How Gong makes $244m with "boring" content

Helloooo content connoisseurs.

It’s Perrin from Content Bites.

Ever had content change your life? I wish I was exaggerating when I say I have. And it was content that should have been boring. Today, we’re going to talk about how “boring” content contributes to Gong’s $244m marketing machine.

  • Appetizers: Links from Ahrefs, Copyblogger, SparkToro, and more…

  • Main Course: How Gong makes $244m with “boring” content

Let’s dig in.

Appetizers: Content about content 🤯

  • I Tested Premium AI Prompts To See if They’re Worth It. They’re Not. (link)

  • 12 Outstanding Copywriting Examples That Generate Sales (link)

  • 5 Steps to Create an Outstanding Marketing Plan (link)

  • Why the Worst Search Marketers Start Content Strategy with “SEO Keywords” (link)

  • B2B content marketing: Ultimate strategy guide for 2024 (link)

Main Course: How Gong generates $244m with “boring” content

Today, I’d like to tell you how a piece of content quite literally changed my life. 

This is about a company called Gong.io’s content.

I found Gong’s content because, at the time, I was building a sales system from scratch for my content agency. 

I had never done that before. 

I had questions. LOTS of questions lol. 

But, for whatever reason, the landscape of sales blogs is a dystopian wonderland of empty bullsh*t.

#### Source material:
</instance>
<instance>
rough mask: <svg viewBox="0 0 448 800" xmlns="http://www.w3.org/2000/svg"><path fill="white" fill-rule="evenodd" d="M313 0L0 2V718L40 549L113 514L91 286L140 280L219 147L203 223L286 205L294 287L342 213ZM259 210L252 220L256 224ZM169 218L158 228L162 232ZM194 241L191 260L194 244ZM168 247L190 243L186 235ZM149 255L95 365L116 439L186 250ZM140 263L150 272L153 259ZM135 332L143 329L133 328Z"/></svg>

#### Action item:
Answer these questions from the newsletter:
(a) What name does the writer give, and what newsletter is it?
(b) Which three sources does the newsletter name for its links before adding "and more"?
(c) What was the writer building when they found Gong's content?

#### Finished task:
(a) Perrin, from Content Bites.
(b) Ahrefs, Copyblogger, and SparkToro.
(c) A sales system, from scratch, for their content agency.